■ EXERCISE:
Lines below starting with the line with "Target: hanging rope wall decoration" and going on through the line with "Format: [336,330]" must be output exactly; the rest of the records must be left out.

■ Dataset excerpts:
- Opening Delimiter -

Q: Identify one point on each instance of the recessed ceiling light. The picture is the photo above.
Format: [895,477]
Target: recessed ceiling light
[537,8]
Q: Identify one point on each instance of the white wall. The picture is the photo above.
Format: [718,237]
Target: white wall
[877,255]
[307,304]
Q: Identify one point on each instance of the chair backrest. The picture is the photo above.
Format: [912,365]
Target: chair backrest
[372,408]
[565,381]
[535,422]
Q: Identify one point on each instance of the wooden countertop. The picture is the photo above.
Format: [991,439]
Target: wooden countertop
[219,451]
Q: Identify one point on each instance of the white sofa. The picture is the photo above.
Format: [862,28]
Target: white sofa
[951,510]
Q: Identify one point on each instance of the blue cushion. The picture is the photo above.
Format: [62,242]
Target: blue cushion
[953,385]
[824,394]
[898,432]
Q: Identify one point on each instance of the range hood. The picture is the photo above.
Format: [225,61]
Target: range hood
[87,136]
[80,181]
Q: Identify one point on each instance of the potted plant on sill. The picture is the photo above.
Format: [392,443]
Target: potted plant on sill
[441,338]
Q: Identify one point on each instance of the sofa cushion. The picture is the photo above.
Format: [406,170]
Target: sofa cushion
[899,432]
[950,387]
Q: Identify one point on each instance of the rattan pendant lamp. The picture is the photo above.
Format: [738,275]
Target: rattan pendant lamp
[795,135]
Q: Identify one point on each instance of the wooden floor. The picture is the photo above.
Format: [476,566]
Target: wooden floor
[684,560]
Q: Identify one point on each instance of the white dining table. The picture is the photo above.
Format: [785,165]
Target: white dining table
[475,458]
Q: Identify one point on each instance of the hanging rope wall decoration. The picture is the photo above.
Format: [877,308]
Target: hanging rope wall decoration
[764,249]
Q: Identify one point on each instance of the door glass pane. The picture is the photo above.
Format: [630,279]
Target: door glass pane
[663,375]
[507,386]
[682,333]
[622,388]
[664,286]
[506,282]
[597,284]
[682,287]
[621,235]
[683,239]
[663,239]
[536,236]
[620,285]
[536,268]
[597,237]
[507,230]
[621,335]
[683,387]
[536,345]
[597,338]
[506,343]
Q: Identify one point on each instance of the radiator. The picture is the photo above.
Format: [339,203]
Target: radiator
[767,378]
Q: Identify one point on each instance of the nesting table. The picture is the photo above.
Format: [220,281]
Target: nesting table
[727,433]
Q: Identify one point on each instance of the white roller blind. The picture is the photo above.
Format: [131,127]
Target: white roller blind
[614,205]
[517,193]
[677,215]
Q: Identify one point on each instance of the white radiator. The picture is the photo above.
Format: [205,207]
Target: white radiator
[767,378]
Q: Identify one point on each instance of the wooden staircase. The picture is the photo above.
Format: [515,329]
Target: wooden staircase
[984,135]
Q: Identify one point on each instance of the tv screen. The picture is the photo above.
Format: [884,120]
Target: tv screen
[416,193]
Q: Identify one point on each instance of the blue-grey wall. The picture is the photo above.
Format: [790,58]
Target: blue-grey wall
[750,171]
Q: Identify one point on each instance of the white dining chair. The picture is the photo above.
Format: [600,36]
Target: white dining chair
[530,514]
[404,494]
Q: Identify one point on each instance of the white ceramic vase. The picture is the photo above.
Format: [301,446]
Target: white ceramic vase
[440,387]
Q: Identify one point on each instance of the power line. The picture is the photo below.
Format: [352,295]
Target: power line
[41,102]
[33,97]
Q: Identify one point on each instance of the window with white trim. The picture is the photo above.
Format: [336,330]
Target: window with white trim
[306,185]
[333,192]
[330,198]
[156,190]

- Closing Delimiter -

■ EXERCISE RESULT:
Target: hanging rope wall decoration
[764,249]
Q: Identify one point on each instance of the door glass pane. The picture is the photo above.
Format: [630,279]
Target: door glass pane
[663,375]
[507,386]
[682,333]
[622,388]
[664,286]
[506,282]
[597,284]
[682,287]
[621,235]
[683,239]
[663,239]
[536,236]
[620,285]
[536,268]
[597,237]
[507,230]
[621,335]
[683,387]
[536,345]
[597,338]
[506,343]
Q: Identify one point on each instance of the radiator. The picture is the photo above.
Format: [339,203]
Target: radiator
[767,378]
Q: Identify one point on each instance of the nesting table. The picture is the photo above.
Format: [220,281]
Target: nesting table
[727,433]
Q: Identify one point on each instance of the white roller blind. The picture is the photo above.
Format: [131,127]
Target: white roller blind
[614,205]
[517,193]
[677,215]
Q: Identify one point on each instance of the white radiator. The picture is the photo above.
Format: [205,207]
Target: white radiator
[767,378]
Q: Identify one point on each instance of the wooden staircase. The picture is the photo above.
Format: [515,329]
Target: wooden staircase
[984,135]
Q: Identify one point on each instance of the tv screen. The picture is the photo above.
Format: [884,120]
Target: tv screen
[416,193]
Q: Identify one point on each instance of the blue-grey wall. The picture is the photo above.
Format: [790,58]
Target: blue-grey wall
[750,171]
Q: Identify one point on each instance of the white dining chair. The picture is the photo above.
Format: [600,36]
Target: white dining chair
[530,514]
[404,494]
Q: Identify one point on each instance of the white ceramic vase. The picture is the photo above.
Format: [301,446]
Target: white ceramic vase
[440,387]
Q: Identify one point on each instance of the power line. The picture is the photo below.
Format: [352,295]
Target: power line
[41,102]
[33,97]
Q: Identify one point on each instance of the window with white trim. The picture is the photo above.
Format: [336,330]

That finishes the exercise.